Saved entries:
•••••

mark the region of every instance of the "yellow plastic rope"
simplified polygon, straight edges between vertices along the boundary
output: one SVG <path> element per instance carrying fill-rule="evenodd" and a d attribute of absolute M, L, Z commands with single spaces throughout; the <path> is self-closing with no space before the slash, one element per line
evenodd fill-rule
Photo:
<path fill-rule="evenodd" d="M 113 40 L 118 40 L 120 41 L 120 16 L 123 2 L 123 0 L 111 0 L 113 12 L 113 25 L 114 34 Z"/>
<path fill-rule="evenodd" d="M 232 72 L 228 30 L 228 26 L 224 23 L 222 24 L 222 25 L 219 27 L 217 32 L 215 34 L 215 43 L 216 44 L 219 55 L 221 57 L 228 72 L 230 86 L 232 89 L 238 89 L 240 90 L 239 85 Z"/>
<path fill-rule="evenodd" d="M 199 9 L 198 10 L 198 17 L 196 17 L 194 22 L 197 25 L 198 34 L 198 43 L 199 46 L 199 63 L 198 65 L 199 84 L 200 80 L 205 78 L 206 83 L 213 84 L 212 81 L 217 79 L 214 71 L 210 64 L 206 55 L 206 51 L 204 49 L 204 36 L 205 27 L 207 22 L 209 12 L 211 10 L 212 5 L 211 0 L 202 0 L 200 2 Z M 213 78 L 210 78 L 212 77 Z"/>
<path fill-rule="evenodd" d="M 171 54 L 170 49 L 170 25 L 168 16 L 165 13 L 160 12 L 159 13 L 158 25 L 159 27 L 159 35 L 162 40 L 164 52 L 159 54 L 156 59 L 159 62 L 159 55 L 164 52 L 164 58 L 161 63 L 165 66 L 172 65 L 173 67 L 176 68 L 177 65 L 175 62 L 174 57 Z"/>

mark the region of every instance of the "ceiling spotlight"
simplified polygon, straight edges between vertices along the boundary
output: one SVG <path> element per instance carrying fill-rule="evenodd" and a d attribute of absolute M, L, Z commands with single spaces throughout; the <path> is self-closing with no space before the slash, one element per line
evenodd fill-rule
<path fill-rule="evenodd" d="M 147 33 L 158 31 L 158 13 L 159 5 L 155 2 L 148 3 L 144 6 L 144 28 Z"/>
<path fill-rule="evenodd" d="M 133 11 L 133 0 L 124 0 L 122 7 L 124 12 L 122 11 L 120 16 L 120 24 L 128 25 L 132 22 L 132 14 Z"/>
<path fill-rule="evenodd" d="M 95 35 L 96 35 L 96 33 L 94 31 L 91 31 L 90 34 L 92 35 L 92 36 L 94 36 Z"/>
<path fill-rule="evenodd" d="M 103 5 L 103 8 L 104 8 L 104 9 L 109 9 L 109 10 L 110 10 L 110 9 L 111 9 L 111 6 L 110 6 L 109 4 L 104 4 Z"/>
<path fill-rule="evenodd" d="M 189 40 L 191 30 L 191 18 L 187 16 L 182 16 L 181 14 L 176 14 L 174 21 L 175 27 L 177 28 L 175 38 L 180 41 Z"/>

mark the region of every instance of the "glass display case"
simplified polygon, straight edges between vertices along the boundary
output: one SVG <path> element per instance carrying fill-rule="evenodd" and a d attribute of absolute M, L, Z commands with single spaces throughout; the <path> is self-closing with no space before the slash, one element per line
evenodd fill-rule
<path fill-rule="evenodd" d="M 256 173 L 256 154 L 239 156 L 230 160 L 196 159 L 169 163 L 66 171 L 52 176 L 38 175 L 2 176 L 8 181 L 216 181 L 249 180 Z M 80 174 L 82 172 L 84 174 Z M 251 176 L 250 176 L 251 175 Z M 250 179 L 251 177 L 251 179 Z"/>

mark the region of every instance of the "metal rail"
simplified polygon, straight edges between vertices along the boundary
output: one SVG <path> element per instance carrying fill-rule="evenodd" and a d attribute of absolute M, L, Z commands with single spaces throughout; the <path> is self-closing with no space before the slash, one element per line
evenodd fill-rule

•••••

Task requirements: Recast all of the data above as a JSON list of strings, with one string for each line and blank lines left out.

Exercise solution:
[
  "mark the region of every instance of the \"yellow plastic rope\"",
  "simplified polygon, straight edges between vertices along the boundary",
  "output: one SVG <path> element per instance carrying fill-rule=\"evenodd\" and a d attribute of absolute M, L, Z commands with single spaces throughout; the <path> is self-closing with no space before the slash, one element per line",
  "evenodd fill-rule",
  "Photo:",
  "<path fill-rule=\"evenodd\" d=\"M 113 40 L 118 40 L 120 41 L 120 16 L 123 2 L 123 0 L 111 0 L 113 12 L 113 25 L 114 34 Z\"/>",
  "<path fill-rule=\"evenodd\" d=\"M 232 72 L 228 30 L 228 26 L 224 23 L 222 24 L 222 25 L 219 27 L 217 32 L 215 34 L 215 43 L 216 44 L 219 55 L 221 57 L 228 72 L 230 86 L 232 89 L 238 89 L 240 90 L 239 85 Z\"/>",
  "<path fill-rule=\"evenodd\" d=\"M 199 9 L 198 10 L 198 17 L 196 17 L 194 22 L 197 25 L 198 34 L 198 43 L 199 46 L 199 63 L 198 65 L 199 84 L 200 80 L 205 78 L 206 83 L 213 84 L 212 81 L 217 79 L 214 71 L 210 64 L 206 55 L 206 51 L 204 49 L 204 36 L 205 27 L 207 22 L 209 12 L 211 10 L 212 5 L 211 0 L 202 0 L 200 2 Z M 213 78 L 210 78 L 212 77 Z\"/>",
  "<path fill-rule=\"evenodd\" d=\"M 171 54 L 170 49 L 170 25 L 168 16 L 165 13 L 160 12 L 159 13 L 158 25 L 159 27 L 159 35 L 162 40 L 164 52 L 159 54 L 156 59 L 159 62 L 159 55 L 164 52 L 164 58 L 161 63 L 165 66 L 172 65 L 173 67 L 176 68 L 177 65 L 175 62 L 174 57 Z\"/>",
  "mark the region of every instance of the \"ceiling spotlight\"",
  "simplified polygon, straight edges between vertices along the boundary",
  "output: one SVG <path> element per instance carrying fill-rule=\"evenodd\" and a d attribute of absolute M, L, Z commands with single spaces throughout; the <path> is self-closing with no space before the slash, one element per line",
  "evenodd fill-rule",
  "<path fill-rule=\"evenodd\" d=\"M 147 33 L 158 31 L 158 13 L 159 5 L 155 2 L 148 3 L 144 6 L 144 28 Z\"/>",
  "<path fill-rule=\"evenodd\" d=\"M 133 11 L 133 0 L 124 0 L 122 7 L 124 12 L 122 11 L 120 16 L 120 24 L 128 25 L 132 22 L 132 14 Z\"/>",
  "<path fill-rule=\"evenodd\" d=\"M 95 35 L 96 35 L 96 33 L 94 31 L 91 31 L 90 34 L 92 35 L 92 36 L 94 36 Z\"/>",
  "<path fill-rule=\"evenodd\" d=\"M 103 5 L 103 8 L 104 8 L 104 9 L 109 9 L 109 10 L 110 10 L 110 9 L 111 9 L 111 6 L 110 6 L 109 4 L 104 4 Z\"/>",
  "<path fill-rule=\"evenodd\" d=\"M 189 40 L 191 30 L 191 18 L 187 16 L 182 16 L 181 14 L 176 14 L 174 21 L 175 27 L 177 28 L 175 38 L 180 41 Z\"/>",
  "mark the region of every instance of the \"glass display case\"",
  "simplified polygon, straight edges between vertices along the boundary",
  "output: one SVG <path> element per instance carrying fill-rule=\"evenodd\" and a d attribute of absolute M, L, Z commands with single spaces throughout; the <path> is self-closing with no space before the slash, one element per line",
  "evenodd fill-rule",
  "<path fill-rule=\"evenodd\" d=\"M 256 173 L 256 154 L 239 156 L 230 160 L 196 159 L 169 163 L 66 171 L 52 176 L 38 175 L 2 176 L 8 181 L 216 181 L 249 180 Z M 80 174 L 82 172 L 84 174 Z M 251 176 L 250 176 L 251 175 Z M 250 179 L 251 177 L 251 179 Z\"/>",
  "mark the region of every instance of the \"metal rail\"",
  "simplified polygon, straight edges between vertices along the boundary",
  "output: one SVG <path> element per instance carrying fill-rule=\"evenodd\" and a d attribute of absolute M, L, Z commands with single spaces throughout; the <path> is self-closing with no space before the slash, one element per line",
  "evenodd fill-rule"
]